Collier's popularized the short-short story which was often planned to fit on a single page. Knox Burger was Collier's fiction editor from 1948 to 1951 when he left to edit books for Dell and Fawcett Publications; he was replaced by Eleanor Stierhem Rawson. The numerous authors who contributed fiction to Collier's included F. Scott Fitzgerald, Ray Bradbury, Eleanor Hoyt Brainerd, Willa Cather, Roald Dahl, Jack Finney, Erle Stanley Gardner, Zane Grey, Ring Lardner, Sinclair Lewis, E. Phillips Oppenheim, J. D. Salinger, Kurt Vonnegut, Louis L'Amour, Albert Payson Terhune and Walter Tevis. Humor writers included Parke Cummings and H. Allen Smith.

Serializing novels during the late 1920s, Collier's sometimes simultaneously ran two ten-part novels, and non-fiction was also serialized. Between 1913 and 1949, Sax Rohmer's Fu Manchu serials, illustrated by Joseph Clement Coll and others, were hugely popular. The first three Fu Manchu novels by Rohmer were actually compilations of 29 short stories that Rohmer wrote for Collier's.

The Mask of Fu Manchu, which was adapted into a 1932 film and a 1951 Wally Wood comic book, was first published as a 12-part Collier's serial, running from May 7 to July 23, 1932. The May 7 issue displayed a memorable cover illustration by famed maskmaker Władysław T. Benda, and his mask design for that cover was repeated by many other illustrators in subsequent adaptations and reprints.

A 1951 condensed version of the book The Day of the Triffids by John Wyndham also appeared.
━━━━━━━━━━━━━━━━━━━━━━━━━━━━━━
**How to complete this task**
Retype the passage about Collier's fiction and serials word for word, starting at "Serializing novels during" and ending at "Wyndham also appeared.".
━━━━━━━━━━━━━━━━━━━━━━━━━━━━━━
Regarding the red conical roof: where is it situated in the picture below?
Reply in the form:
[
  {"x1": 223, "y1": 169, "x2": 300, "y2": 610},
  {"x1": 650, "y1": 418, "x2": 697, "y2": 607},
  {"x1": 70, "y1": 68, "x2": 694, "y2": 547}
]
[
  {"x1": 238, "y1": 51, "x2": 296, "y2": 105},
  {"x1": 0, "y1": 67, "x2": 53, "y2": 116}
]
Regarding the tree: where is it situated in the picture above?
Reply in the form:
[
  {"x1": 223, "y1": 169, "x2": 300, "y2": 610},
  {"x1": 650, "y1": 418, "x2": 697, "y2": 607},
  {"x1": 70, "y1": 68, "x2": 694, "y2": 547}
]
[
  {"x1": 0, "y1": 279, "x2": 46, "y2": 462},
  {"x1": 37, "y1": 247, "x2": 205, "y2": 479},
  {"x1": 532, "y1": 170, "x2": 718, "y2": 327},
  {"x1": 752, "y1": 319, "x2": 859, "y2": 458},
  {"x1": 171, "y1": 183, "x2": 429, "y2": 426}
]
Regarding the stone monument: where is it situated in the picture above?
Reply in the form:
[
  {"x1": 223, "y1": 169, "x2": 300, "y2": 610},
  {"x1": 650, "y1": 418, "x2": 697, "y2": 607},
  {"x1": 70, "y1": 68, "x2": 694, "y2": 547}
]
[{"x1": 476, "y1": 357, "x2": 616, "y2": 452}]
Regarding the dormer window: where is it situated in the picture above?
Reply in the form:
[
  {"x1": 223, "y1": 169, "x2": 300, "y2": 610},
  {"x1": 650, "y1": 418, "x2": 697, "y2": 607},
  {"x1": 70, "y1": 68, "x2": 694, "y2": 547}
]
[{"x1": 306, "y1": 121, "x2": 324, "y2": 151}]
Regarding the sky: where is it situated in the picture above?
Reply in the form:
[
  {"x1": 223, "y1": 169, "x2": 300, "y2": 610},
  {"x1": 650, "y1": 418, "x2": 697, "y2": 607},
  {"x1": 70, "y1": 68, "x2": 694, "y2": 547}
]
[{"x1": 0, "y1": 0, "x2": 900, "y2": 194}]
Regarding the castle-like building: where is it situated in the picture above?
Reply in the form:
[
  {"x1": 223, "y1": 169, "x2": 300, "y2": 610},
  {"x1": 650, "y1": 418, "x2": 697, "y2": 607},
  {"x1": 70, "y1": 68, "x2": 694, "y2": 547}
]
━━━━━━━━━━━━━━━━━━━━━━━━━━━━━━
**Output**
Serializing novels during the late 1920s, Collier's sometimes simultaneously ran two ten-part novels, and non-fiction was also serialized. Between 1913 and 1949, Sax Rohmer's Fu Manchu serials, illustrated by Joseph Clement Coll and others, were hugely popular. The first three Fu Manchu novels by Rohmer were actually compilations of 29 short stories that Rohmer wrote for Collier's.

The Mask of Fu Manchu, which was adapted into a 1932 film and a 1951 Wally Wood comic book, was first published as a 12-part Collier's serial, running from May 7 to July 23, 1932. The May 7 issue displayed a memorable cover illustration by famed maskmaker Władysław T. Benda, and his mask design for that cover was repeated by many other illustrators in subsequent adaptations and reprints.

A 1951 condensed version of the book The Day of the Triffids by John Wyndham also appeared.